* **Article**
+++

Non-GAAP net income is $1.5 billion and non-GAAP earnings per share are $0.29, compared to $0.6 billion and $0.13 last year.

Thus, the company more than doubled earnings per share, according to its own adjusted numbers, while sales are up just seven percent. Meanwhile, the market was expecting Q1 non-GAAP EPS to be more around zero after the fourth quarter, as Intel itself was expecting $0.00. So when $0.29 comes in, it's a pleasant surprise for analysts and investors.
In Q1 2026, Intel generated roughly $1.1 billion in cash from operations. That's a low number on the face of it given the size of the company, but after a tough 2024, when it was in the red for the entire year, what's important is that cash flow from operations is steadily positive even with a large investment program.
Segment performance
In the presentation, Intel breaks down Q1 2026 revenue as follows:
Client Computing Group (CCG): $7.7 billion, +1 percent year-over-year.
Data Center and AI (DCAI): $5.1 billion, +22 percent.
Total "Intel Products": $12.8 billion, +9 percent.
Intel Foundry: $5.4 billion, +16 percent.
Other: $0.6 billion, -33 percent (due to Altera).
Eliminations between segments: -5.3 billion.
Total net sales: $13.6 billion.
Client segment stagnant to slightly increasing. After two years of very weak PC cycles, the one percent growth is more a signal of stabilization than a growth story, but the important thing is that the segment is not falling.
Data Center and AI is key. Here, 22% growth shows that Intel can benefit from the advent of AI not just through GPUs and competitor accelerators, but through the CPU's role as a "guest" processor in AI clusters. Management is saying outright that the next wave of AI will be more about inference and agent models running closer to the user, reinforcing the role of CPU and wafer and packaging services for Intel.
Intel Foundry is growing 16 percent, which is important in terms of the thesis that Intel wants to become an independent foundry player, not just a maker of its own chips. Related to this are new contracts, capacity expansions in Malaysia, and the repurchase of a 49 percent stake in a joint venture around Ireland's Fab 34, which Intel is consolidating fully back on itself.
Management comment

New CEO Lip-Bu Tan describes the quarter as a continuation of the "reset" where Intel has rebuilt the way it operates and is starting to reap the rewards. The key message is that AI is shifting the center of gravity of demand from large training models to inference and agent-based systems closer to the end user, and this dramatically increases the need for CPUs and advanced packaging and wafer services, where Intel has an irreplaceable place.
Tan emphasizes three things. First, for the sixth quarter in a row, Intel delivered revenue above its own guidance - i.e. management is conservatively forecasting and execution is better than it expects. Second, that the new management approach is based on working more closely with customers, listening to their needs and leveraging "differentiated IP" across all parts of the portfolio. Third, that it is investing massively in AI, in-house silicon development and advanced manufacturing, while maintaining discipline on costs, which is reflected in an 8-9 percent decline in R&D and MG&A on a non-GAAP basis.

+++

* **Material shown**

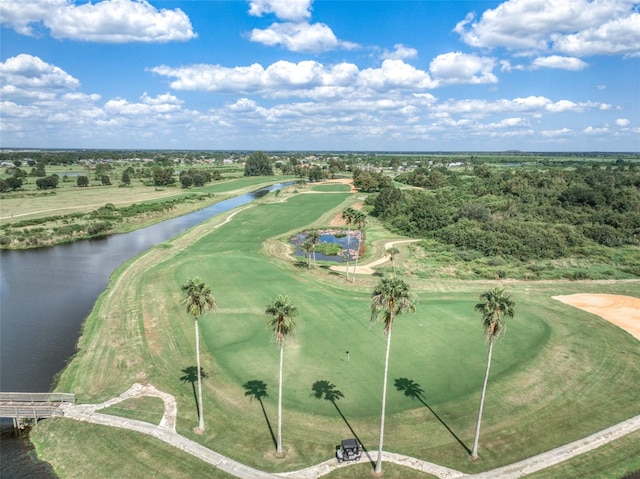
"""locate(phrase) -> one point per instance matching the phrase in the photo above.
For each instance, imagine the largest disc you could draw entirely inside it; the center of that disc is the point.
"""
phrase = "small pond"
(348, 242)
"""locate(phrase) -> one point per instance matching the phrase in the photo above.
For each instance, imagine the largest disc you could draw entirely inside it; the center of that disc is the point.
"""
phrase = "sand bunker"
(623, 311)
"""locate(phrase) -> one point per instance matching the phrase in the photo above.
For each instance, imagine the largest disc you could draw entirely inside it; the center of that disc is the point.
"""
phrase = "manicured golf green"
(558, 375)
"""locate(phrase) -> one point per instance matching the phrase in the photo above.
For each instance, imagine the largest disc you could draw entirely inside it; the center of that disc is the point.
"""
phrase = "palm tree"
(282, 312)
(348, 215)
(313, 237)
(390, 298)
(494, 305)
(307, 248)
(360, 220)
(392, 253)
(199, 300)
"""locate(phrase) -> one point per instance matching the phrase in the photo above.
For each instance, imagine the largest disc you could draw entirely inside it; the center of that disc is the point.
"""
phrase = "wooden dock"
(36, 406)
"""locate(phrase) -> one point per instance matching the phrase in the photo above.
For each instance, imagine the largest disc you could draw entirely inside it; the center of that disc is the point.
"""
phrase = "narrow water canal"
(45, 295)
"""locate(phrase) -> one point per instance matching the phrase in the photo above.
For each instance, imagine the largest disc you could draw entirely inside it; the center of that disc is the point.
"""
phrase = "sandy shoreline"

+++

* **Exercise task A**
Answer from the article on Intel's first-quarter results:
(i) Roughly how much cash from operations did Intel generate in Q1 2026?
(ii) What revenue did the Data Center and AI segment report, and what was its year-over-year growth?
(iii) For how many quarters in a row has Intel delivered revenue above its own guidance?
* **Exercise task B**
Please copy out all the records above word for word, leaving the pictures out.

* **Full answer A**
(i) Roughly $1.1 billion.
(ii) $5.1 billion, up 22 percent.
(iii) Six.

* **Full answer B**
"""locate(phrase) -> one point per instance matching the phrase in the photo above.
For each instance, imagine the largest disc you could draw entirely inside it; the center of that disc is the point.
"""
phrase = "small pond"
(348, 242)
"""locate(phrase) -> one point per instance matching the phrase in the photo above.
For each instance, imagine the largest disc you could draw entirely inside it; the center of that disc is the point.
"""
phrase = "sand bunker"
(623, 311)
"""locate(phrase) -> one point per instance matching the phrase in the photo above.
For each instance, imagine the largest disc you could draw entirely inside it; the center of that disc is the point.
"""
phrase = "manicured golf green"
(558, 375)
"""locate(phrase) -> one point per instance matching the phrase in the photo above.
For each instance, imagine the largest disc you could draw entirely inside it; the center of that disc is the point.
"""
phrase = "palm tree"
(282, 312)
(348, 215)
(313, 237)
(390, 298)
(494, 305)
(307, 248)
(360, 220)
(392, 253)
(199, 300)
"""locate(phrase) -> one point per instance matching the phrase in the photo above.
For each instance, imagine the largest disc you could draw entirely inside it; the center of that disc is the point.
"""
phrase = "wooden dock"
(36, 406)
"""locate(phrase) -> one point per instance matching the phrase in the photo above.
For each instance, imagine the largest disc you could draw entirely inside it; the center of that disc is the point.
"""
phrase = "narrow water canal"
(45, 295)
"""locate(phrase) -> one point per instance matching the phrase in the photo above.
For each instance, imagine the largest disc you could draw entirely inside it; the center of that disc is the point.
"""
phrase = "sandy shoreline"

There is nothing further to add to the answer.